TEXTE FOURNI:
★ ★ ★ ★ ★ ★ ★
L’article 21 vient rajeunir les finalités et les modalités d'utilisation des caméras mobiles utilisées par les policiers, gendarmes et agents de police municipale. L’article crée un nouveau chapitre dans le Code de la Sécurité intérieure sobrement intitulé « Caméras individuelles ».
Les policiers et gendarmes se verront fournir des caméras qui devront être portées de façon apparente. Un article qui intervient alors qu’un appel d’offres entend généraliser les caméras-piétons au 1er juillet prochain.
« Un signal visuel spécifique indique si la caméra enregistre », sachant que le déclenchement de l’enregistrement fera l’objet d’une information des personnes filmées, « sauf si les circonstances l’interdisent ».
Ces images pourront être transmises en temps réel au poste de commandement et aux personnels impliqués dans la conduite et l’exécution de l’intervention, du moins si « la sécurité des agents de la police nationale ou des militaires de la gendarmerie nationale ou la sécurité des biens et des personnes est menacée ».
Les personnes ayant procédé à la captation pourront elles-mêmes avoir accès directement aux enregistrements dans le cadre d’une procédure, « lorsque cette consultation est nécessaire pour faciliter la recherche d’auteurs d’infractions, la prévention d’atteintes imminentes à l’ordre public, le secours aux personnes ou l’établissement fidèle des faits lors des comptes rendus d’interventions ». Les caméras sont néanmoins équipées de dispositifs techniques « permettant de garantir l’intégrité des enregistrements et la traçabilité des consultations lorsqu’il y est procédé dans le cadre de l’intervention ».
Avec son amendement n° 245 , le groupe communiste avait tenté de raboter les finalités d’usages à la seule lutte « contre le recours illégal à la force, la prévention des violences policières et au contrôle de l’action des agents ».
À l’amendement 114, la sénatrice Esther Benbassa a voulu pour sa part prohiber l’analyse des images « au moyen de dispositifs automatisés de reconnaissance faciale, ainsi que les interconnexions, rapprochements ou mises en relation automatisés des données à caractère personnel issues de ces traitements avec d’autres traitements de données à caractère personnel ».
★ ★ ★ ★ ★ ★ ★
DONNÉES ENREGISTRÉES:

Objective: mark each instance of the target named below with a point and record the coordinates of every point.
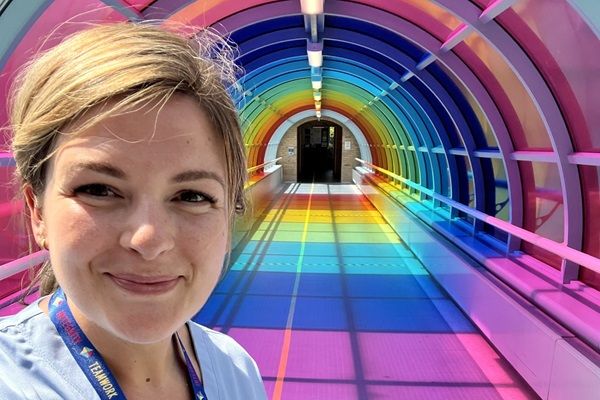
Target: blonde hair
★ ★ ★ ★ ★ ★ ★
QUESTIONS À TRAITER:
[1] Traduisez en anglais cette phrase du texte sur les caméras individuelles : « Les policiers et gendarmes se verront fournir des caméras qui devront être portées de façon apparente. »
[2] Résumez en deux phrases le texte sur les caméras individuelles.
Appuyez-vous uniquement sur le texte fourni.

RÉPONSES PROPOSÉES:
[1] Police officers and gendarmes will be provided with cameras that must be worn visibly.

[2] L’article 21 crée dans le Code de la sécurité intérieure un chapitre « Caméras individuelles », qui revoit les finalités et les modalités d’utilisation des caméras mobiles des policiers, gendarmes et agents de police municipale. Les images pourront être transmises en temps réel lorsque la sécurité est menacée et consultées par les agents qui les ont captées, tandis que des amendements ont tenté de restreindre les finalités d’usage et d’interdire l’analyse des images par reconnaissance faciale.